> [Exercise objective]
Pick out every line in the material below that contains the word "white", copying each one in full. Only matches with the same capitalization count.

(Raw records)
_____
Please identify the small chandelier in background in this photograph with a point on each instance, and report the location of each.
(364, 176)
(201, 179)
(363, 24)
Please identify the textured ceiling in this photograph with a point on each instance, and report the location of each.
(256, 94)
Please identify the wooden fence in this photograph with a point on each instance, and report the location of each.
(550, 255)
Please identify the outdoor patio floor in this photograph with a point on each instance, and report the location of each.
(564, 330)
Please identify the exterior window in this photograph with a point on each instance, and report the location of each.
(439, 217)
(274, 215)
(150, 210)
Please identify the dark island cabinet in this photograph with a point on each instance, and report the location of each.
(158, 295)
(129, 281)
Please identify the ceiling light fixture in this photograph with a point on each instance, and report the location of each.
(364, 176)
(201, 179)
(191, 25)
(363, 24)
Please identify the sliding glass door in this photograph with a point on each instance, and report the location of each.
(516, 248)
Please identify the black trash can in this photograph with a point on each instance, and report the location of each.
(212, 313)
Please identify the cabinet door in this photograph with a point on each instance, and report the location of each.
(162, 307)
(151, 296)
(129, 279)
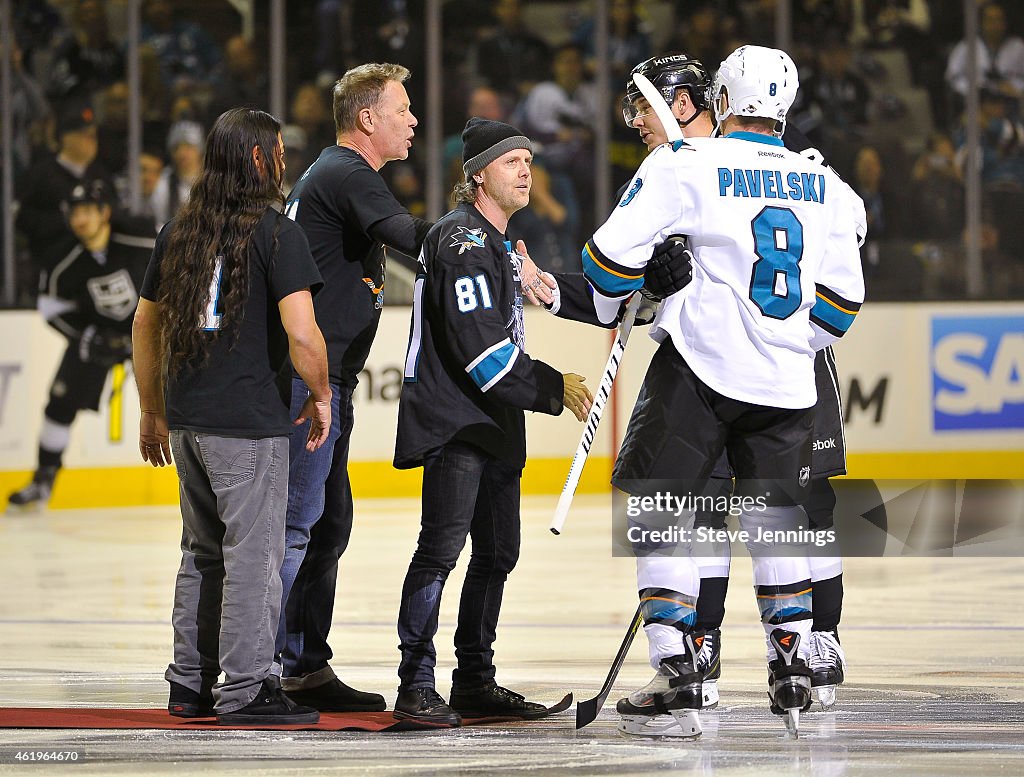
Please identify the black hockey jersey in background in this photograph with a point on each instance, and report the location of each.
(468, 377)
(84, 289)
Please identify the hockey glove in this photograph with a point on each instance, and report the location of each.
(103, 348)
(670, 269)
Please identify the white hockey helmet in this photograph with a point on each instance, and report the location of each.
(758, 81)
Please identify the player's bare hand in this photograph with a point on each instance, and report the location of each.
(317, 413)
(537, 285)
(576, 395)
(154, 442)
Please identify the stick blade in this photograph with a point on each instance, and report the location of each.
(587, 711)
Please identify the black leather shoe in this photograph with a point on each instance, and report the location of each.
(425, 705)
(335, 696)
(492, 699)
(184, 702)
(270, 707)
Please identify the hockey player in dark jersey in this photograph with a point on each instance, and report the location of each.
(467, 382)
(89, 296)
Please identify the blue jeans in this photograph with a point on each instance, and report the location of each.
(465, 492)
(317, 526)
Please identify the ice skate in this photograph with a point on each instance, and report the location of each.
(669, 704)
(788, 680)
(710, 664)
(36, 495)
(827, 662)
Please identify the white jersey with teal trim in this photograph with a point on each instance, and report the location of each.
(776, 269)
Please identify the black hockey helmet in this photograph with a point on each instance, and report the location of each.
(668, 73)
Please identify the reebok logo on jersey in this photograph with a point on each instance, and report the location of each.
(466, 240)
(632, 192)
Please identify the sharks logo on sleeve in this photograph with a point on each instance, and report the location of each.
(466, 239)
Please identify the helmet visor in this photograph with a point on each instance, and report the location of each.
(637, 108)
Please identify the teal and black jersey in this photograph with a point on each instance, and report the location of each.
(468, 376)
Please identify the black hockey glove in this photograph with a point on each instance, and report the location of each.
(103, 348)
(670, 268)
_____
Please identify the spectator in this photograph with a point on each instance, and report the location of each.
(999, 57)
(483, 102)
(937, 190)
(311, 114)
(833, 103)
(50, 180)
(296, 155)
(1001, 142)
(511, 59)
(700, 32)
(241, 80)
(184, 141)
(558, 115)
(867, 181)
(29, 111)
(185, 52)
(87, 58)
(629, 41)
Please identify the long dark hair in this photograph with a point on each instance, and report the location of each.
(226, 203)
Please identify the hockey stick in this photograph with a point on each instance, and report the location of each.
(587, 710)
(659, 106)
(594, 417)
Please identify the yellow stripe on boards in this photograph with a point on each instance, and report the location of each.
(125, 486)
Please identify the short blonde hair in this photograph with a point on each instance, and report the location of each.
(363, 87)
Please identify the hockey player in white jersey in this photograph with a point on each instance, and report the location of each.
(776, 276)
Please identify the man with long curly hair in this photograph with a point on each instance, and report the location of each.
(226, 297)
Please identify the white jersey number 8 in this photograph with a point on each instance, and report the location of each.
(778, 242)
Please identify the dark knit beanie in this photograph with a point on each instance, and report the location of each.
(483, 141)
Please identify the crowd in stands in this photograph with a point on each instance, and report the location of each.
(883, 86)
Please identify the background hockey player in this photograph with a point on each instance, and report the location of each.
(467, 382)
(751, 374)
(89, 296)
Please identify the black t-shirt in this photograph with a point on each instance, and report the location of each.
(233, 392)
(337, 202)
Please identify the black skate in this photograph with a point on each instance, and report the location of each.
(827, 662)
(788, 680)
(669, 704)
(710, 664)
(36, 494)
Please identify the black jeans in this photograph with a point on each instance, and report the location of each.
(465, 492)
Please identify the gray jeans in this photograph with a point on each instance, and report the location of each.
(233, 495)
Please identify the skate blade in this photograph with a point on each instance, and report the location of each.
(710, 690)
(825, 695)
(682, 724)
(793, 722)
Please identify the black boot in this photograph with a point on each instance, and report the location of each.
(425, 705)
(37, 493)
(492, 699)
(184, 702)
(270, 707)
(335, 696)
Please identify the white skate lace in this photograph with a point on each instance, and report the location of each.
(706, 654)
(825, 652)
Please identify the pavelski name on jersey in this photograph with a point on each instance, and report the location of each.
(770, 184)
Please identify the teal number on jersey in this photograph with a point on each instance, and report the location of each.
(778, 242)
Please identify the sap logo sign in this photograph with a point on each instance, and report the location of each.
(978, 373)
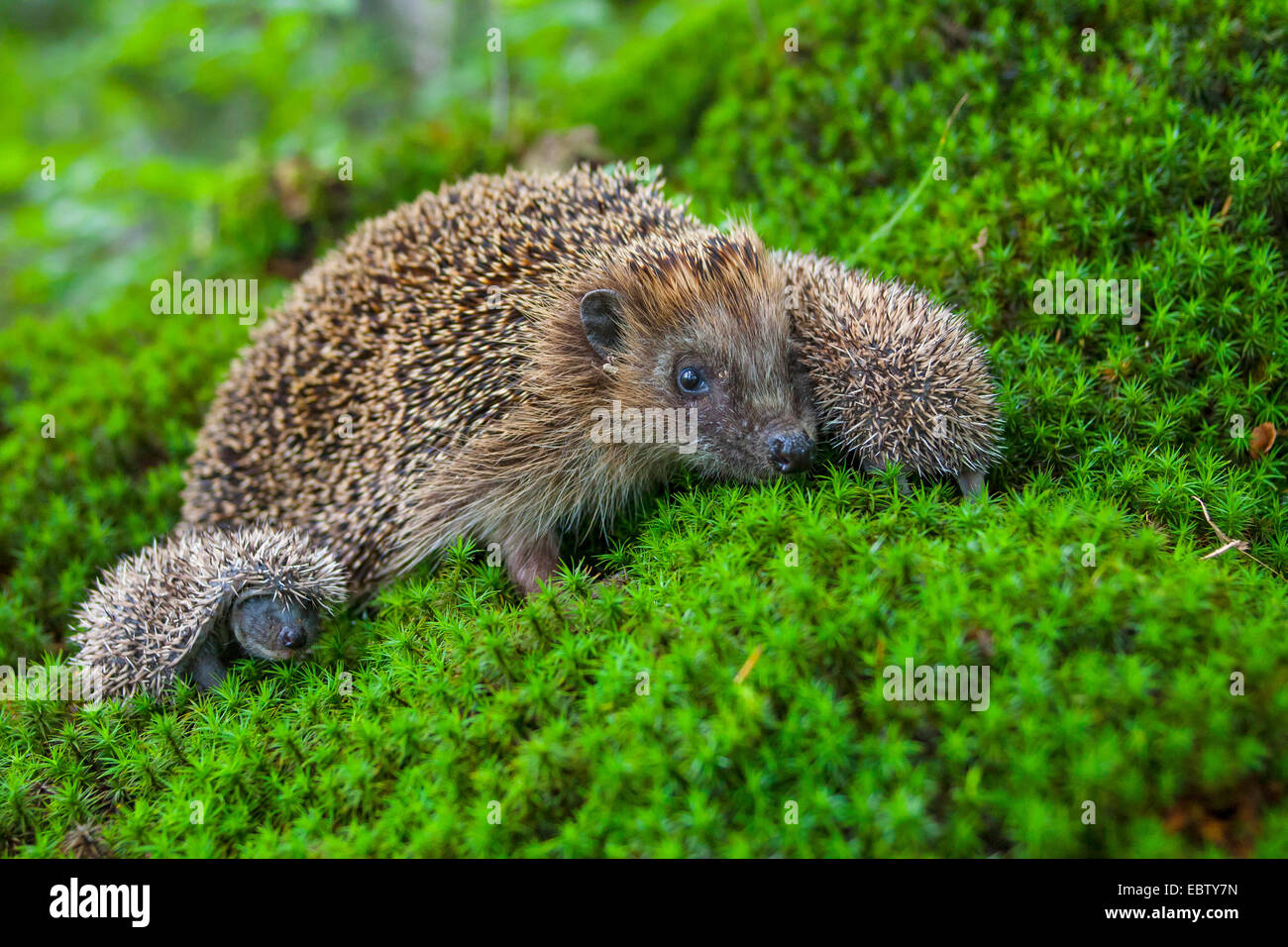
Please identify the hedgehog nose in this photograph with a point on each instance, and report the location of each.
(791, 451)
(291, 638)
_____
> [Solution to this exercise]
Please identify the white hockey helmet in this photograph with a point on each instance, and report the location of each.
Please identify the white jersey with teal trim in this photograph with a point on each instance, and report the location of each.
Please identify the hockey player in white jersey in this photograph with a point on each instance, and report the location of each.
Please identify the white jersey number 8 in this photograph with a point on each instance, and report the location of each.
Please identify the white skate lace in this photograph with a point on each instance, and report the location of each.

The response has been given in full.